[Extracted material — start]

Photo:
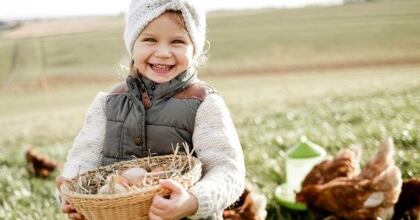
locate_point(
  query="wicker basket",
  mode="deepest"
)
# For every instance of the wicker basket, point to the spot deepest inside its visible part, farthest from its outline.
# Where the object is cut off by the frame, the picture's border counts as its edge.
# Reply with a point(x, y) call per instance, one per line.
point(128, 205)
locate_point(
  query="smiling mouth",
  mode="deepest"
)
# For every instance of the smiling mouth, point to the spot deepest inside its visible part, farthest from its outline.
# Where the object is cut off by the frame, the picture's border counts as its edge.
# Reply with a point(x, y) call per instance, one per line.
point(161, 67)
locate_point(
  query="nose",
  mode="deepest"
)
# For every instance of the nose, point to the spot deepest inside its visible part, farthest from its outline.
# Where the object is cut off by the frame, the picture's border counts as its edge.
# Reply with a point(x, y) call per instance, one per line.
point(163, 51)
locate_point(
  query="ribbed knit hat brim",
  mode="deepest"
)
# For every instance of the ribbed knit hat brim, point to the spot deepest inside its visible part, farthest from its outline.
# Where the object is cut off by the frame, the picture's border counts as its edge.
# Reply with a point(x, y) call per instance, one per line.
point(142, 12)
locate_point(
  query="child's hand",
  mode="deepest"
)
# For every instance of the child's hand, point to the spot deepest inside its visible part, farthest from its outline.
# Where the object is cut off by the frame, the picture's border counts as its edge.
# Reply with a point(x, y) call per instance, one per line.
point(180, 204)
point(65, 206)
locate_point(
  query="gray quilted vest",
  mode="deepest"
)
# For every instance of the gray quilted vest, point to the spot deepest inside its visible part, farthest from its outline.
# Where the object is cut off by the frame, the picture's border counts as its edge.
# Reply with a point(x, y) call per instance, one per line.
point(148, 119)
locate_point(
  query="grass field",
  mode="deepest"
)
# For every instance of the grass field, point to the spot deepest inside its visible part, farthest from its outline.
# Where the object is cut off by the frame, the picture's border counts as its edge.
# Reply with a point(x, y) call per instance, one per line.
point(334, 109)
point(248, 41)
point(271, 109)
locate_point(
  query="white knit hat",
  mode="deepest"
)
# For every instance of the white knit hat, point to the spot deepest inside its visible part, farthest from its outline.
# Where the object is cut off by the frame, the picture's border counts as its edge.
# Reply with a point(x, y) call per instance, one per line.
point(142, 12)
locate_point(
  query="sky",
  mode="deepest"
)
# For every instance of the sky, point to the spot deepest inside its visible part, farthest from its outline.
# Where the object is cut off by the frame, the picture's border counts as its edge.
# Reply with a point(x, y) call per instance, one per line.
point(26, 9)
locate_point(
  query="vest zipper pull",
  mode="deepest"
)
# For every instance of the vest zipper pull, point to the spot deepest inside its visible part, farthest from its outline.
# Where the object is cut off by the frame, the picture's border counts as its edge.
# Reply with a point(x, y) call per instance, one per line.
point(145, 98)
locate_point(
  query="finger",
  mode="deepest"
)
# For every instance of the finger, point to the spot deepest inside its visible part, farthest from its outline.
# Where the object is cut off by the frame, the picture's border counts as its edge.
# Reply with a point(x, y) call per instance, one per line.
point(68, 208)
point(75, 216)
point(161, 203)
point(156, 211)
point(172, 185)
point(153, 216)
point(60, 180)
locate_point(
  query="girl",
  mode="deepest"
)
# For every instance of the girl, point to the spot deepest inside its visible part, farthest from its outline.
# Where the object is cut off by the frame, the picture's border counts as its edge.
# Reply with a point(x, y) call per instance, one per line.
point(163, 103)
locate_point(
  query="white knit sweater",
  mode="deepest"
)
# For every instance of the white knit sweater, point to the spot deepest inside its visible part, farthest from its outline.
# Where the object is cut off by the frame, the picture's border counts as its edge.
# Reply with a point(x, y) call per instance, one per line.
point(215, 141)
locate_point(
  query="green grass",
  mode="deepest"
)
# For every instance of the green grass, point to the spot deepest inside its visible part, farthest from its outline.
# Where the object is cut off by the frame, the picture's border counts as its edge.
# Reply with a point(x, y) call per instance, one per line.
point(6, 56)
point(271, 112)
point(247, 41)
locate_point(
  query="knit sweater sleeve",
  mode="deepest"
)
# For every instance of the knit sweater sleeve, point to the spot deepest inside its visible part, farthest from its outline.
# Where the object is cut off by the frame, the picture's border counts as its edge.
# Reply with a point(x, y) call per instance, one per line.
point(86, 152)
point(217, 145)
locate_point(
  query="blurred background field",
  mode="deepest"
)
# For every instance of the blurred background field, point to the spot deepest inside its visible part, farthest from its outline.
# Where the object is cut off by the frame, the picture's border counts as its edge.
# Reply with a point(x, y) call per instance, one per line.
point(339, 75)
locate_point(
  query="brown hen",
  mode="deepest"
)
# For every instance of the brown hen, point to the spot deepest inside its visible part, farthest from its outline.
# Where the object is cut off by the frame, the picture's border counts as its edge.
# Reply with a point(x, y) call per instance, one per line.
point(344, 164)
point(369, 195)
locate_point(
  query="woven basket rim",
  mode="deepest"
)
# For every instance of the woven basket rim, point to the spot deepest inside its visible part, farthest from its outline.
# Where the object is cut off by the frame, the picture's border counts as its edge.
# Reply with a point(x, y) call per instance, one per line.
point(64, 188)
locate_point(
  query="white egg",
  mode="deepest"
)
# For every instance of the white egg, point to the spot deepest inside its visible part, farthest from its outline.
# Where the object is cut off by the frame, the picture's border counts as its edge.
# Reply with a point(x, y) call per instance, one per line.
point(134, 175)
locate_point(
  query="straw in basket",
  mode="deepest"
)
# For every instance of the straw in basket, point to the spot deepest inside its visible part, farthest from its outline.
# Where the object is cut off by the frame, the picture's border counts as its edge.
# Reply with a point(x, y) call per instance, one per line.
point(82, 191)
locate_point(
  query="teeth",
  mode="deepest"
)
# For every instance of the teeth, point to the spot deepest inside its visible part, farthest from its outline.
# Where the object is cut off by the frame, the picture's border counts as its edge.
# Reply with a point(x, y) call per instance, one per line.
point(162, 67)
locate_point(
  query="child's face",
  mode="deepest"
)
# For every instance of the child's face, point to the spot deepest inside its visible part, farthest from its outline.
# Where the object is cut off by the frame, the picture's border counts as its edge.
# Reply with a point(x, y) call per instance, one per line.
point(164, 49)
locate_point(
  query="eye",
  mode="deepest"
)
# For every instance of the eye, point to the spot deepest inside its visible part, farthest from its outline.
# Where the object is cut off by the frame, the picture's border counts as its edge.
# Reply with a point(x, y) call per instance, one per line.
point(178, 42)
point(149, 39)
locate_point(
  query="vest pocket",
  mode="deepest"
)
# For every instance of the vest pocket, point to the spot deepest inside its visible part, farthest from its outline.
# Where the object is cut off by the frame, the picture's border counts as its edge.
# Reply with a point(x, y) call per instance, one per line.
point(113, 135)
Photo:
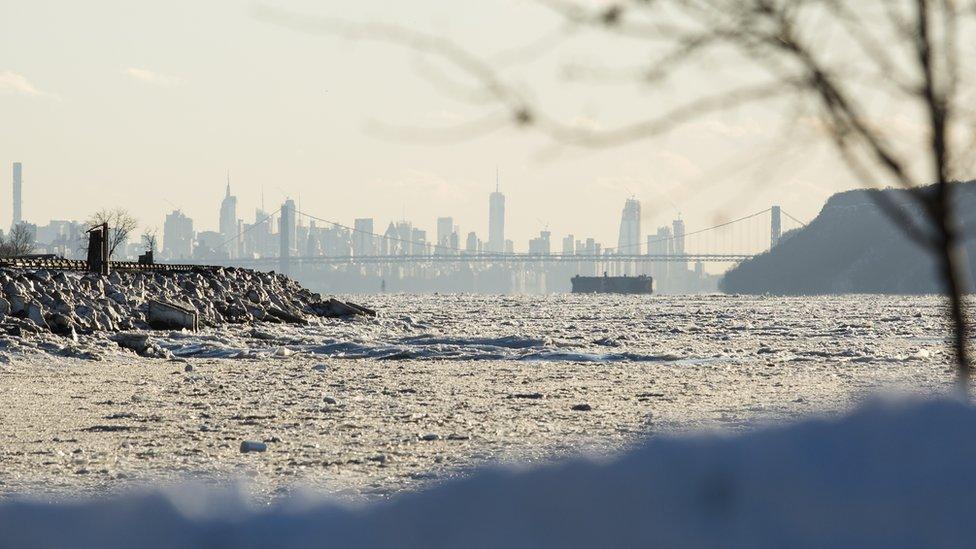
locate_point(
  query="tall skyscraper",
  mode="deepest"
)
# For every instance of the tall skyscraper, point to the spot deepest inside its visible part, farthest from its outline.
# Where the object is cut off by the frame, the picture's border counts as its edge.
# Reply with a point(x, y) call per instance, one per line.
point(363, 242)
point(288, 229)
point(679, 236)
point(228, 223)
point(18, 196)
point(775, 225)
point(177, 236)
point(628, 243)
point(445, 228)
point(496, 221)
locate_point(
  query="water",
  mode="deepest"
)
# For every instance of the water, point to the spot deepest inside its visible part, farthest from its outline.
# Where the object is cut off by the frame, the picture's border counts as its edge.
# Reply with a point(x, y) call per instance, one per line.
point(594, 329)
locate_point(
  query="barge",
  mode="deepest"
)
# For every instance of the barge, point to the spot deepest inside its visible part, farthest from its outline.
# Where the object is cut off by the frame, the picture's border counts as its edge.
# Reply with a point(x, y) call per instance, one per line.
point(642, 284)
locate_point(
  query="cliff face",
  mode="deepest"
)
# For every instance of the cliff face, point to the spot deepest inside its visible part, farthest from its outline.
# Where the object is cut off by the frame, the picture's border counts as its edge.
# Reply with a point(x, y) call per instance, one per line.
point(852, 247)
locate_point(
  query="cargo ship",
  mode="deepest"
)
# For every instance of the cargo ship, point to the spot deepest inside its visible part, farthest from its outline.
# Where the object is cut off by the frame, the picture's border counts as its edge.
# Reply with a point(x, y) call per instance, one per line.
point(642, 284)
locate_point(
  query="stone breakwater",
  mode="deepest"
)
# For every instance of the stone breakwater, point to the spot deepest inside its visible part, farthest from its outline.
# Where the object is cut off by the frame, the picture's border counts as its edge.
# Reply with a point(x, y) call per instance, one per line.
point(69, 304)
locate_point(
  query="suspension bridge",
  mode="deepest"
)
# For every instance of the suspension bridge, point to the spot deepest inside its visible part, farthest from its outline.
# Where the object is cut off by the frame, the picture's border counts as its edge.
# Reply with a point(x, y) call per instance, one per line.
point(726, 241)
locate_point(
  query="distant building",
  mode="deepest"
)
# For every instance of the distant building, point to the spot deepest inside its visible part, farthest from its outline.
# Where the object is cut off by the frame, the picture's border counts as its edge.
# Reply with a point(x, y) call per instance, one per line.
point(390, 243)
point(228, 223)
point(775, 226)
point(55, 230)
point(177, 236)
point(404, 231)
point(210, 246)
point(472, 245)
point(540, 245)
point(496, 221)
point(18, 202)
point(628, 243)
point(445, 231)
point(418, 242)
point(679, 236)
point(569, 245)
point(260, 238)
point(661, 244)
point(363, 241)
point(288, 230)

[Extracted material — finish]

*Work to be completed*
Go through the entries above and count the lines containing the string "sweater". Give only that number.

*Solution below*
4